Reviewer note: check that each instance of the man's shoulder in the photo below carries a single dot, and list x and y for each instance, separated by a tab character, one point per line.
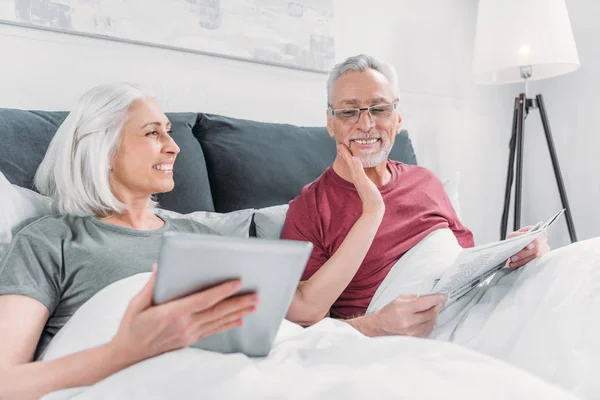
310	191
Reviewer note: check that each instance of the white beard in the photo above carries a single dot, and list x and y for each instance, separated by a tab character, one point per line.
372	160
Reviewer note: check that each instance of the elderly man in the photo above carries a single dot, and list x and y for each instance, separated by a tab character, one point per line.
365	211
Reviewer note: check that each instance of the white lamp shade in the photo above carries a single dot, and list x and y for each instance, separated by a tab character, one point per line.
515	33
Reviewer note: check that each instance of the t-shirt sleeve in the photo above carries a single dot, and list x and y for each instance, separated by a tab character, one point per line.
301	224
462	233
31	267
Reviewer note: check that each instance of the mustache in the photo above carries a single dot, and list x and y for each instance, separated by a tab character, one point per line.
364	135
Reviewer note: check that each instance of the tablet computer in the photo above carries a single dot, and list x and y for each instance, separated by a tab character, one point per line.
272	269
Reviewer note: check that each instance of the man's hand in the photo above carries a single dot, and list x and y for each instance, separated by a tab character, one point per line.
367	190
535	249
407	315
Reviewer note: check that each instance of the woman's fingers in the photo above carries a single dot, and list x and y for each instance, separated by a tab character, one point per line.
143	299
207	298
206	324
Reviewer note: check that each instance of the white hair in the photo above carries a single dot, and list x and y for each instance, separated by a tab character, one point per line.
75	171
360	63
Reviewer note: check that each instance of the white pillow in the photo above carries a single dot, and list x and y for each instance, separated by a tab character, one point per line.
235	223
97	320
20	206
451	187
269	220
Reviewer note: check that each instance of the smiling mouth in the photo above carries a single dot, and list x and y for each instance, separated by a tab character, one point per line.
163	167
364	142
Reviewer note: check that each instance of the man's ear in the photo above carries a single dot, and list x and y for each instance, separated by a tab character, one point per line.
399	124
329	124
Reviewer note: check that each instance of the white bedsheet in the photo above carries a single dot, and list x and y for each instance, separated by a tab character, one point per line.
543	319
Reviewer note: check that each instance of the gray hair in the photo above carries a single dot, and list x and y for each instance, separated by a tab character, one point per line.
75	171
360	63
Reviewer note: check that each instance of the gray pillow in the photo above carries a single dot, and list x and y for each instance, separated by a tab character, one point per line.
235	223
255	164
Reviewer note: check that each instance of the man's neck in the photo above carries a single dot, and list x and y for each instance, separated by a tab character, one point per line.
379	175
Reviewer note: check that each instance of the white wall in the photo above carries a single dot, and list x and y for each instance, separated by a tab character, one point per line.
573	104
455	125
50	71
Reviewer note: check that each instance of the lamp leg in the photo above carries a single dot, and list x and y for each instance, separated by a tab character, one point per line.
519	179
510	173
557	173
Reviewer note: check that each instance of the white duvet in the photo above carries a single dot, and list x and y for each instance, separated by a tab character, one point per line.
534	333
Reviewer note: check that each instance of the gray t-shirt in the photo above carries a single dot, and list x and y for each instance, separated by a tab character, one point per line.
62	261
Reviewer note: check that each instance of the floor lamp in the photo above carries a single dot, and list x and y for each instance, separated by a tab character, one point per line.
521	41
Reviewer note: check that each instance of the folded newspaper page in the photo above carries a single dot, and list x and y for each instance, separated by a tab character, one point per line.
476	264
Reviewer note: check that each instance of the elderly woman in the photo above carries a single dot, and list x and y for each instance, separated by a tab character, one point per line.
109	156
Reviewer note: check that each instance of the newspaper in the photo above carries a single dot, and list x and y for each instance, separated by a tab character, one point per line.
476	264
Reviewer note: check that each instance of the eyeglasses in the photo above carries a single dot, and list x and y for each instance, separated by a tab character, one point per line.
352	115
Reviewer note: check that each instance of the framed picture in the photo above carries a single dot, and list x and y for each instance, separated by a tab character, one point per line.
295	34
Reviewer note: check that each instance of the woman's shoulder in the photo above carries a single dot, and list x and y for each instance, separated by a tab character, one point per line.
53	225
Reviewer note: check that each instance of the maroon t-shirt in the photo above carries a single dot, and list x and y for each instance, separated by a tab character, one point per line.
325	211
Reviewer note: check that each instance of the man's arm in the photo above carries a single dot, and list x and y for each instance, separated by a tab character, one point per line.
406	315
315	296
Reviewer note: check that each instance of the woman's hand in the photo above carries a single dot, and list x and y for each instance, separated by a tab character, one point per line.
367	190
148	330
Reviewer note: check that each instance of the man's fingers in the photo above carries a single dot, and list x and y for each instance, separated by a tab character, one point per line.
424	303
143	299
428	315
207	298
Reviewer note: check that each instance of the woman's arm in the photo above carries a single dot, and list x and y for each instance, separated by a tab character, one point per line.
145	331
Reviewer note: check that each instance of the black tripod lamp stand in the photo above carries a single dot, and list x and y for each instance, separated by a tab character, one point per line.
522	107
521	41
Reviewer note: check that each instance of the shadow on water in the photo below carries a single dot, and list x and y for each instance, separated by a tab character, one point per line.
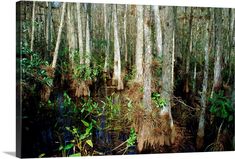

##########

== What needs to be done ==
Transcribe the whole listing exactly. Pictures stay out of your copy.

== Exercise solution ==
Reviewer note: check that each instance of the man's shoulder in the photo below carries a single dot, and list x and y for each instance, separated by a tab character, one point per line.
310	191
Reviewer note: check that each instance of the white beard in the photo above carries a single dot, and list x and y for each instance, separated by a tab character, one point per line.
372	160
Reviewer note: check that each instance of the elderly man in the photo above carries a single dot, and list x and y for each instance, separated by a tab character, one point per line.
365	211
Reviewer note: check that each instance of the white lamp shade in the photo above carries a single dot, and list x and y for each instance, separated by a tab character, one point per line.
515	33
Reviewer note: check that each instance of the t-shirt sleeve in the photo above carries a single dot, and list x and y for each instance, separated by a tab character, one point per line.
301	224
462	233
31	267
Reviewer note: check that each instance of the mustache in the photo above carries a single dot, and list x and y for each instance, separated by a tab character, one point per line.
364	135
Reviewer note: check that each instance of the tablet computer in the photo above carries a single dot, and list x and y for each instance, separated by a tab character, one point per line.
272	269
Reviewer note: check that each instance of the man's hand in the photo above carries a single dot, and list x and y for each instance, separated by a tab character, one point per line.
367	190
535	249
407	315
Reviewer note: check that each instance of the woman's fingers in the photo above carries a single dot, and list x and y for each instance, separated by a tab character, one point per line.
143	299
207	298
206	324
Reviewer note: check that each instance of the white hair in the photo above carries a single dot, and list x and y for each instance, separated by a tab character, one point per line.
75	171
360	63
Reviewer note: check that each instance of the white pillow in the photo above carries a single dot, and list x and y for each instance, separated by a tab character, one point per line.
235	223
97	320
20	206
451	187
269	220
Reviewer note: check that each instance of the smiling mouth in the photo above carries a single dot, and list x and y for each instance, separated by a tab character, one point per line.
163	167
364	142
Reviewer note: check that each instance of the man's ear in the photo above carries a single dot, and list x and y for each instance, separated by a tab character, one point per line.
399	124
329	124
Reviewer note: check that each instance of the white bedsheet in the photo above carries a single dot, and list x and y for each instance, separated by a tab character, one point per line.
543	319
Reviewer note: check that each instance of the gray hair in the photo above carries a single dot, and list x and y for each instance, separated by a tab character, one point per line.
75	171
360	63
Reviewer note: check that each instance of the gray pillow in the photo above carries a single dot, and list x and y for each instance, separated by a tab character, one point per line.
235	223
255	164
Reviewer note: check that each instance of the man's neck in the photo above carries a single dot, and list x and y for each instance, separated by a tab character, one point per line.
379	175
Reviewer note: check that each instance of the white wall in the photo above carries a single dot, and list x and y for each instance, separated by a tab character, one point per line.
573	104
455	125
50	71
Reviewer note: check that each instance of the lamp leg in the photo above carries a single dot, and list x and y for each instance, separated by a tab character, one point per line.
519	179
510	173
557	173
Reviewer note: check that each instance of the white duvet in the photo above carries a single dot, and list x and y for each instance, separated by a tab character, one point per line.
534	333
Reviewer note: check that each instance of the gray t-shirt in the photo above carries a single dot, and list x and y for each instance, separated by a tab character, one point per line.
62	261
Reviewer note: check that each instance of the floor lamp in the photo above carries a single dot, and list x and y for each instance, separated by a tab character, one point per line.
521	41
Reviewer note: check that each instance of the folded newspaper page in the photo above carries a single dot, and list x and y for each instance, separated by a tab character, one point per line.
476	264
Reviewer note: check that each instance of the elderly woman in the photo above carries a single dot, and list x and y for each instance, separated by a tab character, one point per line.
109	156
Reviewer note: check that each instance of the newspaper in the photo above carries a single dot, and list x and y for each instance, separated by a tab character, one point per line.
476	264
Reviewer note: check that each instance of the eyeglasses in the photo above carries a single dot, and list x and y for each instance, separated by a tab character, one point per line.
352	115
Reviewer note: check that each instance of the framed picture in the photo above carries a single dot, and list x and y for each instance, separated by a tab character, one point per line.
295	34
Reviewer note: check that each instance of the woman's shoulder in the photo above carries a single dot, and list x and y for each instance, separated by a tab character, one point per line.
53	225
Reviewer note: check that each instance of the maroon t-shirt in the photo above carries a single dot, and list x and y for each instance, separated by a tab character, one point per line.
325	211
Reviewer note: check that each instance of the man's arm in the photo above carries a single dot, and list x and y for each instance, separated by a tab character, one point per line.
406	315
315	296
Reviewer note: check that each instance of the woman's hand in the photo above carries a single dot, and list x and y for each instance, separated by a tab character, one point per line.
367	190
148	330
Reviewer note: check that each instance of the man's fingers in the photo above carries a single dot, and list x and y for each instance, separated by a tab character, one point per line.
424	303
143	299
428	315
207	298
Reviewer note: check that each instance of the woman's arm in the photo above carries a single dot, and list x and y for each instance, separated by a tab character, one point per line.
145	331
Reviewer note: check that each instance of the black tripod lamp stand in the photo above carries a single dot, and list x and y for each instance, separated by a tab character, one point per line.
522	107
521	41
Reviewer note: check that each instance of the shadow on water in the photo below carries a single dot, and list x and y for each instance, separated by a tab character, one point per line.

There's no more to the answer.